┌─ GIVEN PASSAGE

The 4th Alpine Division "Monterosa" () was one of four divisions raised by Mussolini's Italian Social Republic. It existed from 1 January 1944 until 28 April 1945.

Monterosa is Italian taken from the name of the Monte Rosa, a mountain massif in the eastern part of the Pennine Alps, between Italy's and Switzerland's. Monte Rosa is the second highest mountain in the Alps and western Europe, after Mont Blanc.

The division was manned by Alpini troops, which were the mountain troops of the Kingdom of Italy, and later the Italian Republic.

History 
The Division was formed from Italian POW's in Germany (16%) and new conscripts from Northern Italy (84%). It was trained in Germany and was ready for combat in July 1944.

The 20,000 men strong Division was then sent to Liguria and was from July to October 1944, part of the Army Group Liguria under Marshal Graziani.

└─

**PROBLEMS TO SOLVE:**
a. In the Monterosa division text, what percentage of the division's men were new conscripts from Northern Italy?
b. Mark each statement yes or no against the Monterosa division text. Quote the words that decide each one. (i) The division was trained in Italy. (ii) Monte Rosa ranks second in height in the Alps, after Mont Blanc. (iii) The division existed until 28 April 1945.
c. Pick up the Monterosa division text after its final sentence and carry its history forward.
The material that comes after this text can be set aside.

┌─ DATA PROVIDED

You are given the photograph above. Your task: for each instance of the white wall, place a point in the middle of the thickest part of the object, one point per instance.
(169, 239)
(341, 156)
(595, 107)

└─

**THE REPLIES:**
a. 84%

b.
(i) No: "It was trained in Germany and was ready for combat in July 1944."
(ii) Yes: "Monte Rosa is the second highest mountain in the Alps and western Europe, after Mont Blanc."
(iii) Yes: "It existed from 1 January 1944 until 28 April 1945."

c.
It made defensive preparations against a possible Allied landing and was also engaged in anti-partisan operations. In this period, many soldiers of the Monterosa deserted.

In October 1944, the Division was sent to protect the Gothic Line, arriving at the 29th and being attacked by the Brazilian Expeditionary Force in the Serchio area. The Monterosa Division also participated in the successful Italo-German Operation Winter Storm, the Battle of Garfagnana. 
In February 1945 the larger part of the Monterosa Division was transferred to the Piedmont Alps, where it fought against French regular and partisan forces in the Second Battle of the Alps until the end of the war.

War Crimes 

Four Italian officers of the Monterosa division were found guilty for the death of 33 forced labourers at Col du Mont Fornet in the Valle d'Aosta on 26 January 1945, who perished in an avalanche while forced to carry military supplies to a mountain outpost despite severe weather conditions. Two of the four officers were sentenced to a ten-year jail term but pardoned in a 1947 general amnesty.

Commanders
 Colonel Umberto Manfredini, 1 January 1944 - 23 March 1944.
 General Goffredo Ricci, 23 March 1944 - 15 July 1944.
 General Mario Carloni, 15 July 1944 - 20 February 1945.
 Colonel Giorgio Milazzo 20 February 1945 - 28 April 1945.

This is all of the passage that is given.